(Extracted data entries)
↓↓↓

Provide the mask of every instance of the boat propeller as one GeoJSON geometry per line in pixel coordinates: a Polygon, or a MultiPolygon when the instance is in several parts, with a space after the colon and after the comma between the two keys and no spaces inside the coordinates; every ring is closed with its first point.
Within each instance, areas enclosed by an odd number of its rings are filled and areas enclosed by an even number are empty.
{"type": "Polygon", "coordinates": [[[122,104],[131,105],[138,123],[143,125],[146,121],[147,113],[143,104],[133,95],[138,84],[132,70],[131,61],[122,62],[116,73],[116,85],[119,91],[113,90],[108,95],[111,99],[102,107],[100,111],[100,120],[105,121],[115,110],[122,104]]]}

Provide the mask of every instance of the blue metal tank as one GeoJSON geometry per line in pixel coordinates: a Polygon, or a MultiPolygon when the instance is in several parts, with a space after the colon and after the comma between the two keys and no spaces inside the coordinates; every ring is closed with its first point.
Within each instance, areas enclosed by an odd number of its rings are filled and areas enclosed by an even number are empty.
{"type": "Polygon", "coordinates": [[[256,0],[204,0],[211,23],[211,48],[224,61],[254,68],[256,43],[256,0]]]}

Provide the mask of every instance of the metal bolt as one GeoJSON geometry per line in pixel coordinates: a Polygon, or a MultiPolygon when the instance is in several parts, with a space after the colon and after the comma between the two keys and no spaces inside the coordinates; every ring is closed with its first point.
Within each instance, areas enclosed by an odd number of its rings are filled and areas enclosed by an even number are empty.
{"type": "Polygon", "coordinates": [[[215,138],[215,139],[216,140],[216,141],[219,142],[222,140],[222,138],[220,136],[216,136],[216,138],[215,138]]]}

↑↑↑

* _GOAL_
Copy every line of the listing above word for word.

* _RESPONSE_
Provide the mask of every instance of the boat propeller as one GeoJSON geometry per line in pixel coordinates: a Polygon, or a MultiPolygon when the instance is in several parts, with a space after the colon and after the comma between the two keys and no spaces inside the coordinates; every ring is closed with its first point.
Within each instance, areas enclosed by an odd number of its rings are filled and areas enclosed by an even number are empty.
{"type": "Polygon", "coordinates": [[[122,104],[131,105],[138,123],[143,125],[146,121],[147,113],[143,104],[133,95],[138,84],[132,70],[131,61],[122,62],[116,73],[116,85],[119,91],[113,90],[108,95],[111,99],[102,107],[100,111],[100,120],[105,121],[115,110],[122,104]]]}

Provide the mask of every instance of the blue metal tank as one GeoJSON geometry per line in pixel coordinates: a Polygon, or a MultiPolygon when the instance is in several parts, with a space after the colon and after the comma between the two keys and no spaces inside the coordinates; every ring is closed with its first point.
Within each instance, areas enclosed by an odd number of its rings are filled and areas enclosed by an even number are empty.
{"type": "Polygon", "coordinates": [[[256,0],[204,0],[211,23],[211,48],[224,61],[254,68],[256,43],[256,0]]]}

Provide the mask of every instance of the metal bolt as one GeoJSON geometry per line in pixel coordinates: a Polygon, or a MultiPolygon when the instance is in several parts, with a space after the colon and after the comma between the two keys and no spaces inside the coordinates; every ring is closed with its first point.
Within each instance, areas enclosed by an odd number of its rings are filled and areas enclosed by an even number are empty.
{"type": "Polygon", "coordinates": [[[215,138],[215,139],[216,140],[216,141],[219,142],[222,140],[222,138],[220,136],[216,136],[216,138],[215,138]]]}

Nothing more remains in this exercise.